- [PROBLEM TO SOLVE] Return only what lies between the first line of the entries and the line containing "positive clicks: (322, 450) (352, 445)", both lines included.

** SOURCE MATERIAL follows **

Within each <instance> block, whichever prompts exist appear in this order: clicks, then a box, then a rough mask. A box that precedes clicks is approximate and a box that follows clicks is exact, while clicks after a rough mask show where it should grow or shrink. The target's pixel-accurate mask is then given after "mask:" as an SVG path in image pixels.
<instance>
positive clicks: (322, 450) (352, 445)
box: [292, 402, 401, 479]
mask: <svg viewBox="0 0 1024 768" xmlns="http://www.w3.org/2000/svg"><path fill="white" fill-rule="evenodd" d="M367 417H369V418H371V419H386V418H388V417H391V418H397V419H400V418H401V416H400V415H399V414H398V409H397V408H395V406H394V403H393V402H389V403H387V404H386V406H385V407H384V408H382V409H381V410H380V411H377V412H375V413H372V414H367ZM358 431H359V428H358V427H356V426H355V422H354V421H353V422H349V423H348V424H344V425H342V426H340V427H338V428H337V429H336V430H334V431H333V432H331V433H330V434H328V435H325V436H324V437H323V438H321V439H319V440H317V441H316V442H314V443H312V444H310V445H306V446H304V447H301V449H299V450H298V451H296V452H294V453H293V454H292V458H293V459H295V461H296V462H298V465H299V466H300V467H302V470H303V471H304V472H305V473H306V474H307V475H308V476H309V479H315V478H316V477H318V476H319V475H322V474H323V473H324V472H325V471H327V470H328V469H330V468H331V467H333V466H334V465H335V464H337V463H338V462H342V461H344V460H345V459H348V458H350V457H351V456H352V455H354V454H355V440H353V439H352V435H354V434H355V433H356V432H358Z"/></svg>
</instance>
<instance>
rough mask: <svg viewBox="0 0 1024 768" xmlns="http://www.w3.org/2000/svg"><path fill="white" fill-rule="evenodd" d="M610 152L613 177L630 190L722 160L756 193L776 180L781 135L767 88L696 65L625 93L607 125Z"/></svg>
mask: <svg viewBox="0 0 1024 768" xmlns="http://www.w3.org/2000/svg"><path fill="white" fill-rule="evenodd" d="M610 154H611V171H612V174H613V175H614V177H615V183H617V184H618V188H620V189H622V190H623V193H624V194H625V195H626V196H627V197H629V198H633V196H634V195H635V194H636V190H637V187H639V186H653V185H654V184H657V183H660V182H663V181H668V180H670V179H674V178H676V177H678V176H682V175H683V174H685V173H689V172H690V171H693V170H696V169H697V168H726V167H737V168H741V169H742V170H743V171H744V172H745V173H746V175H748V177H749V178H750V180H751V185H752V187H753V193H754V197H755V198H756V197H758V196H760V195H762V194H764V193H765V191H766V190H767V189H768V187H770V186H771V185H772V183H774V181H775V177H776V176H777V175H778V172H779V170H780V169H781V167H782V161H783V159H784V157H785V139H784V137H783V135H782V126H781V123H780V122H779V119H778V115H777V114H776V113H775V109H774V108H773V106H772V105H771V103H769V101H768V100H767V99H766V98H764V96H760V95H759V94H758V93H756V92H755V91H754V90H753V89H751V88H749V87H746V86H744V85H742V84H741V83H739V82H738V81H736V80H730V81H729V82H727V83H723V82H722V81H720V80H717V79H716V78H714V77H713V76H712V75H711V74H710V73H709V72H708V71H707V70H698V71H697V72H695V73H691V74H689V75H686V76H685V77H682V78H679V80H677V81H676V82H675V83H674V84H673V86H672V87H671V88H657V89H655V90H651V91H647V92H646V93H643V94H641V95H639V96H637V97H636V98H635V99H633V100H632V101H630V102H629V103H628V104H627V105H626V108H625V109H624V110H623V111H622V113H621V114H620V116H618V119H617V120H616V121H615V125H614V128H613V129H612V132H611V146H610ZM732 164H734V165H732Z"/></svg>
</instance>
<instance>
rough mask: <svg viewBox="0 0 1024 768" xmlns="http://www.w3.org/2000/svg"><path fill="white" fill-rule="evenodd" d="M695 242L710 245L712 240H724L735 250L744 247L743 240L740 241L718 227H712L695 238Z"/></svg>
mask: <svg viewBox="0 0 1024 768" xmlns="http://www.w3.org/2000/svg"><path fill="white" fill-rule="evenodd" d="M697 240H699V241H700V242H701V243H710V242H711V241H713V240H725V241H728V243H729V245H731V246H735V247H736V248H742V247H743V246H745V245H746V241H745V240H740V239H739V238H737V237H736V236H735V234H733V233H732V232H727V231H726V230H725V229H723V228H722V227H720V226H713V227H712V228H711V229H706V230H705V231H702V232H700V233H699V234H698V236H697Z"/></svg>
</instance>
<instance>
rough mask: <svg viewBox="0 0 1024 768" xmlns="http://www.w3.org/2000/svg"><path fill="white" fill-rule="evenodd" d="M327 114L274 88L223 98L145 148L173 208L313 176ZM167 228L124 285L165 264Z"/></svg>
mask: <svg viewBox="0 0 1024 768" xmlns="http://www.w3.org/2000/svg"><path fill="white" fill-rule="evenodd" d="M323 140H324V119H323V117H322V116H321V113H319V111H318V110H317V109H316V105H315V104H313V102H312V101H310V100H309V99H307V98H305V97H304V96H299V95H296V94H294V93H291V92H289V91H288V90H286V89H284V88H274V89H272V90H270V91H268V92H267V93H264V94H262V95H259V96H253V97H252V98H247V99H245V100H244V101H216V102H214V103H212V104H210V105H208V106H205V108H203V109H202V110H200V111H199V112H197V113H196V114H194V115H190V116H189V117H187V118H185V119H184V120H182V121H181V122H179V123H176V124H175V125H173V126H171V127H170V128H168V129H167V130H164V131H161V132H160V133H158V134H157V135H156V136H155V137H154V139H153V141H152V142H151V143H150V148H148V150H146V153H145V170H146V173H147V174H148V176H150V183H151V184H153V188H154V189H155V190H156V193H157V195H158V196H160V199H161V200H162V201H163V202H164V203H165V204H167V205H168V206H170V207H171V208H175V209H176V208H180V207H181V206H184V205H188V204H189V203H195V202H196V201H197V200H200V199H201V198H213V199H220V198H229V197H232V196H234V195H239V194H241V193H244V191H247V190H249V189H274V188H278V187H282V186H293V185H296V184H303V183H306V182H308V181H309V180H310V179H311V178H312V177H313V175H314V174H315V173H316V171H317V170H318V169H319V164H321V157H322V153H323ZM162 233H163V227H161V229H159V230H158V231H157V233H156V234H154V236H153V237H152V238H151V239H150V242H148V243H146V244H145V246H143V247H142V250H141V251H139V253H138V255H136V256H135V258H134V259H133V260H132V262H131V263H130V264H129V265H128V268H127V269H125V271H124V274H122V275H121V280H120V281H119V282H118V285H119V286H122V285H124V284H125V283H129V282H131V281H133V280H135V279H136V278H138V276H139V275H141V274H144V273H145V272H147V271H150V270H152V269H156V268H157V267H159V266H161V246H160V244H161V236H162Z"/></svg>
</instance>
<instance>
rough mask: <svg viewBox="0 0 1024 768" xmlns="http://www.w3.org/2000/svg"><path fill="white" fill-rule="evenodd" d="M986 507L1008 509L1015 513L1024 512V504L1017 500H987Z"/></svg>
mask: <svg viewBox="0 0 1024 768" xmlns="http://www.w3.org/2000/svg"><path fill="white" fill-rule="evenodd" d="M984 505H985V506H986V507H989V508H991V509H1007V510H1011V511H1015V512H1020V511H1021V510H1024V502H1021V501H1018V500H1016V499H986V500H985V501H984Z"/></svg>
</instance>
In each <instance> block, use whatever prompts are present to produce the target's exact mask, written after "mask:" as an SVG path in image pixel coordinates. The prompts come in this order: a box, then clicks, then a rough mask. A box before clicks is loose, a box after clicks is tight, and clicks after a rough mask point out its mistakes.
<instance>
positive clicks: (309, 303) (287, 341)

** End of SOURCE MATERIAL **

- [ANSWER BELOW]
Within each <instance> block, whichever prompts exist appear in this order: clicks, then a box, then a rough mask. A box that precedes clicks is approximate and a box that follows clicks is exact, while clicks after a rough mask show where it should grow or shrink. The target's pixel-accurate mask is then given after "mask:" as an SVG path in image pixels.
<instance>
positive clicks: (322, 450) (352, 445)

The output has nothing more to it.